##### Extrait de page

Animelles et tripous

Je découvre avec effarement que, depuis des années, je fais mes délices de nourritures que le Français civilisé (id est, naturellement, le Parisien) considère comme répugnantes. Du moins si j'en crois une journaleuse du Nouvel Observateur, qui consacre, dans les pages "Air du temps" du "grand hebdomadaire de gauche", un articulet à ce qu'elle appelle élégamment "la bouffe dégueu" — appellation qui, pour la dame, recouvre pêle-mêle les tripes, les cuisses de grenouilles, les choux de Bruxelles, aussi bien que les "couilles d'agneau", la queue de bœuf ou le gratin dauphinois au "fromage qui pue". Je suis tout de même réconforté d'apprendre que ces viandes rustiques sont désormais — mais pour combien de temps ? — très "tendance" ; qu'il y a "un petit côté transgressif assez jouissif à remettre ces produits au goût du jour". Finalement, le snobisme imbécile du propos est intéressant en ceci qu'il manifeste un renversement assez logique des valeurs gustatives et culinaires : aujourd'hui qu'il est devenu banal de passer ses vacances aux antipodes, les spécialités du Rouergue ou du Bugey sont, pour le palais du citadin, aussi exotiques que l'achacana ou le "biblimbing de Java" pour les contemporains d'Alexandre Dumas. Lequel savait écrire, préfère parler d'animelles plutôt que de "couilles d'agneau" et n'aurait pas confondu, en légendant la photo qui illustre l'article, tripes et tripous.

##########
##### Données brutes

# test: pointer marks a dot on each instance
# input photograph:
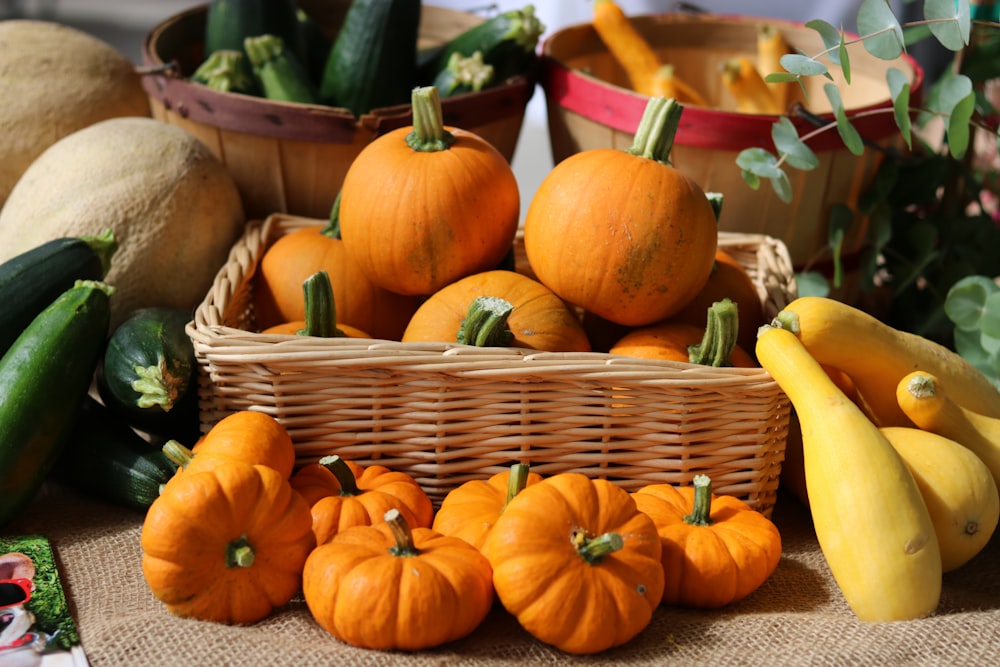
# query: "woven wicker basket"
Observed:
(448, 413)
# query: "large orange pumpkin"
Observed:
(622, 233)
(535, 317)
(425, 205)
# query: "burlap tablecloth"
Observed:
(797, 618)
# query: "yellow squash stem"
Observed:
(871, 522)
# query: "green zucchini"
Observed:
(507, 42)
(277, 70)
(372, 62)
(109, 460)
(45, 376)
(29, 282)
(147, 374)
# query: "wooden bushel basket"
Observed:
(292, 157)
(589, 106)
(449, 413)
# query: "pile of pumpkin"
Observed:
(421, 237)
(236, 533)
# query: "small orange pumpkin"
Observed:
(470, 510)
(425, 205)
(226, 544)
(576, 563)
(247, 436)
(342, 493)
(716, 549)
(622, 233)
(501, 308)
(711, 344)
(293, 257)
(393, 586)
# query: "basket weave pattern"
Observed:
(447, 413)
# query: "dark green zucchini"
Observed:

##########

Objectif
D'après l'extrait consacré aux animelles et aux tripous, dans quelles pages du Nouvel Observateur l'article sur « la bouffe dégueu » a-t-il paru ?

Réponse attendue
Dans les pages « Air du temps ».